Provided information
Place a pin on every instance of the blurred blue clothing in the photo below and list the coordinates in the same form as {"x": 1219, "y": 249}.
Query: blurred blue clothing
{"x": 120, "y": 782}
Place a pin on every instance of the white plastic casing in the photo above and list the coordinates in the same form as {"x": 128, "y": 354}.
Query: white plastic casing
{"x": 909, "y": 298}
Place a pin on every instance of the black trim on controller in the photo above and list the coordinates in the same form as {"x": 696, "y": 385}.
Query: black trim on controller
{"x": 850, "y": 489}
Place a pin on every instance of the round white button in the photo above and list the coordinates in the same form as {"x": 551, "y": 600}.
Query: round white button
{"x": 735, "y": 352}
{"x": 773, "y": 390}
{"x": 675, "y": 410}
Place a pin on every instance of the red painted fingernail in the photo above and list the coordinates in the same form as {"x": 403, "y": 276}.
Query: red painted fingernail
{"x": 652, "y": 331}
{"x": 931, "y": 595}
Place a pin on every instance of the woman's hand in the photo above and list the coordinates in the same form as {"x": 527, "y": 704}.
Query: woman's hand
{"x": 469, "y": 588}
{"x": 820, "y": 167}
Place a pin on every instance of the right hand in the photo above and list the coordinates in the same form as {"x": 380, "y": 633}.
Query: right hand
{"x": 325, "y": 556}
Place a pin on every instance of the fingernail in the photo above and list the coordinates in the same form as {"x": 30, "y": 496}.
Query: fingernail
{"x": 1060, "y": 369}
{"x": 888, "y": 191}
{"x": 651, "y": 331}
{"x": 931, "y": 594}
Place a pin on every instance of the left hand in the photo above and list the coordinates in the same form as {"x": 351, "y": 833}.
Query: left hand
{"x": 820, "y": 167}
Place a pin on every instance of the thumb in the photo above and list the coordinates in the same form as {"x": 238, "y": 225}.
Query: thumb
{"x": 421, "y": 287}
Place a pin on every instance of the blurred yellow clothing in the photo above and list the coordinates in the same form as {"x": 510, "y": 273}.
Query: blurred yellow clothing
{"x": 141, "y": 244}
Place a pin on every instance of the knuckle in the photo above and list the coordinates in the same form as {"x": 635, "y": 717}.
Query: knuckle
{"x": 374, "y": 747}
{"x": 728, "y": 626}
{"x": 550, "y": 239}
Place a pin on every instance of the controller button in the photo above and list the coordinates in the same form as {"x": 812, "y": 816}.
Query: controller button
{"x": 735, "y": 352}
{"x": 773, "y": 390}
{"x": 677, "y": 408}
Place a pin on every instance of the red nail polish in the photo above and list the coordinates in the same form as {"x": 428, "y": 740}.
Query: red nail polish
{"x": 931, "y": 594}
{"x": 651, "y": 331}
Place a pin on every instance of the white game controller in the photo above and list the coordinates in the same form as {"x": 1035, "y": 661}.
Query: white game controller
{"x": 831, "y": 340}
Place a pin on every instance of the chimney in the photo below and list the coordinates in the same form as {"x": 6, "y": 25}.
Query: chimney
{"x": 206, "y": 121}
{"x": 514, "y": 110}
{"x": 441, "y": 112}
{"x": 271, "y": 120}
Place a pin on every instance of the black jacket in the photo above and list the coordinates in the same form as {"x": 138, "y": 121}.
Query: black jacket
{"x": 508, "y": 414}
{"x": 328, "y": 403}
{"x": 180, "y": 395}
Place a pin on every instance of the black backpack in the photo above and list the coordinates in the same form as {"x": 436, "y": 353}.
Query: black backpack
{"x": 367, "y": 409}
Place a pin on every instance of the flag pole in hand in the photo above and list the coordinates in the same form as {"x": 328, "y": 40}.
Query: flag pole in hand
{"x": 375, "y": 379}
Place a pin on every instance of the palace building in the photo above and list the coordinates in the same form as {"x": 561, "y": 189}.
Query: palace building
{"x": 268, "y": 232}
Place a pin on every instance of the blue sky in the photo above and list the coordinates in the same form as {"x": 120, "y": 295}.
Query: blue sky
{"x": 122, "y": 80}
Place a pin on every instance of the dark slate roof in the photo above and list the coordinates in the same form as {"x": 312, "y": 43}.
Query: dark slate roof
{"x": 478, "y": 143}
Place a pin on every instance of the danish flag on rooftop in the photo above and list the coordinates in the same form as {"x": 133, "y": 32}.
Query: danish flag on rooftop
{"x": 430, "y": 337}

Objective
Could you copy every row above word for word, keeping each character unchanged?

Solution to the exercise
Place a pin on every instance of the blurred blue clothing in the photo below and list the coordinates in the same form as {"x": 1219, "y": 249}.
Query: blurred blue clothing
{"x": 120, "y": 782}
Place a pin on every instance of the white plastic casing in the photo above and list the coordinates in the same form as {"x": 128, "y": 354}.
Query: white plastic casing
{"x": 909, "y": 298}
Place a pin on every instance of the black trim on controller in the photo above and list the coordinates in the same form as {"x": 696, "y": 385}.
Query: black trim on controller
{"x": 850, "y": 489}
Place a pin on every instance of the round white button in the photo above and list the coordinates in the same form as {"x": 551, "y": 600}.
Query: round white button
{"x": 735, "y": 352}
{"x": 773, "y": 390}
{"x": 675, "y": 410}
Place a pin on every instance of the red painted fingernail in the photo above and list the coordinates in the same form as {"x": 403, "y": 276}.
Query: red painted fingernail
{"x": 652, "y": 331}
{"x": 931, "y": 595}
Place a pin on every instance of the woman's hand in the photo above and list the coordinates in the same form as {"x": 527, "y": 704}.
Query: woman's hand
{"x": 469, "y": 588}
{"x": 820, "y": 167}
Place a pin on every instance of the right hand in the photo above and list the coordinates in the same form as {"x": 380, "y": 633}.
Query: right hand
{"x": 325, "y": 556}
Place a pin on every instance of the fingernail in the photo above and list the coordinates in the same form as {"x": 30, "y": 496}.
Query: fingernail
{"x": 1060, "y": 369}
{"x": 888, "y": 191}
{"x": 651, "y": 331}
{"x": 931, "y": 594}
Place a pin on every instance of the left hand in the photo above and list the coordinates in the same form as {"x": 351, "y": 833}.
Query: left hand
{"x": 820, "y": 167}
Place a pin on every instance of the thumb in the photo above and list the coordinates in the same form as {"x": 238, "y": 225}.
Query: thumb
{"x": 421, "y": 287}
Place a pin on every instance of the blurred yellow clothing in the photo above and list the coordinates in the same form as {"x": 510, "y": 273}.
Query: blurred yellow clothing
{"x": 141, "y": 244}
Place a pin on every instance of the knuckle in the photo above and list the coordinates in the same form as {"x": 635, "y": 717}.
Query: knuckle
{"x": 374, "y": 747}
{"x": 728, "y": 626}
{"x": 550, "y": 239}
Place a pin on every instance of the controller button in the photo above and list the coordinates in the same form as {"x": 812, "y": 816}.
Query: controller button
{"x": 735, "y": 352}
{"x": 773, "y": 390}
{"x": 677, "y": 408}
Place a pin on every instance of the red nail polish in the photo above and list the coordinates in the same form as {"x": 428, "y": 740}.
Query: red nail polish
{"x": 931, "y": 594}
{"x": 651, "y": 331}
Place a pin on every instance of the white game controller in the photo above and list the coordinates in the same form as {"x": 1035, "y": 661}.
Query: white game controller
{"x": 831, "y": 340}
Place a pin on every instance of the chimney in the photo below and list the coordinates in the same form as {"x": 6, "y": 25}.
Query: chimney
{"x": 206, "y": 121}
{"x": 514, "y": 110}
{"x": 441, "y": 112}
{"x": 271, "y": 120}
Place a pin on every instance of the black jacket in the photo above and list the coordinates in the same form as {"x": 138, "y": 121}.
Query: black jacket
{"x": 508, "y": 414}
{"x": 328, "y": 403}
{"x": 180, "y": 395}
Place a pin on every instance of the black backpack in the photo above and list the coordinates in the same form as {"x": 436, "y": 353}.
Query: black backpack
{"x": 367, "y": 409}
Place a pin on every instance of the flag pole in hand in the photo above and list the coordinates in the same form as {"x": 328, "y": 40}.
Query: flag pole in hand
{"x": 375, "y": 379}
Place a pin on every instance of the palace building in the photo above and list the coordinates in the same form as {"x": 561, "y": 189}.
Query: palace building
{"x": 268, "y": 232}
Place a pin on every instance of the blue sky in the photo above and list the coordinates in the same form as {"x": 120, "y": 295}.
Query: blue sky
{"x": 122, "y": 80}
Place a pin on every instance of the dark slate roof in the photo above and list the coordinates in the same form as {"x": 312, "y": 43}.
Query: dark slate roof
{"x": 478, "y": 143}
Place a pin on every instance of the danish flag on rooftop in the photo above and list the coordinates in the same form as {"x": 133, "y": 32}.
Query: danish flag on rooftop
{"x": 430, "y": 337}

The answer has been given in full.